> What you will do
Exact reproduction of all the data is needed.

Information given below:

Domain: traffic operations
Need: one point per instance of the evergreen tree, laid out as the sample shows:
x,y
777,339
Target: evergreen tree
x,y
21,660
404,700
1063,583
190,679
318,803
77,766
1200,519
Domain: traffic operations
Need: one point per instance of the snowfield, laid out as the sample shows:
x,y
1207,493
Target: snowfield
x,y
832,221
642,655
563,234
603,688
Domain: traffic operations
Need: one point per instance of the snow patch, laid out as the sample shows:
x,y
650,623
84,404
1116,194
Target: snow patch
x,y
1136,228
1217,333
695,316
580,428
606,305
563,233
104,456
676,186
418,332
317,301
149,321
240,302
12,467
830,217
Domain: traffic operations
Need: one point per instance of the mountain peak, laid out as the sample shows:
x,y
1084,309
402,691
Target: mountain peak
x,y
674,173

End of Information given.

> Answer section
Domain: traffic operations
Need: one point per instance of the evergreen tree, laid out as the sample shows:
x,y
777,339
Target: evergreen tree
x,y
21,660
404,700
1063,583
190,679
318,803
77,766
1200,519
Domain: traffic operations
Need: one point per instance of the snowfield, laid out as the sample shows:
x,y
1207,493
Target: snowfield
x,y
832,221
642,655
563,234
603,688
Domain: traffic operations
Need: one point per instance of the snow patch, laid out as the sample shows:
x,y
650,623
84,404
1116,194
Target: snow patch
x,y
1136,228
1217,333
695,316
580,428
606,305
563,233
104,456
676,186
418,332
317,301
149,321
240,302
12,467
830,217
Domain: traffic operations
Need: one point per instance of the mountain peak, laid out as the sample shows:
x,y
1084,309
402,691
Target: mountain peak
x,y
674,173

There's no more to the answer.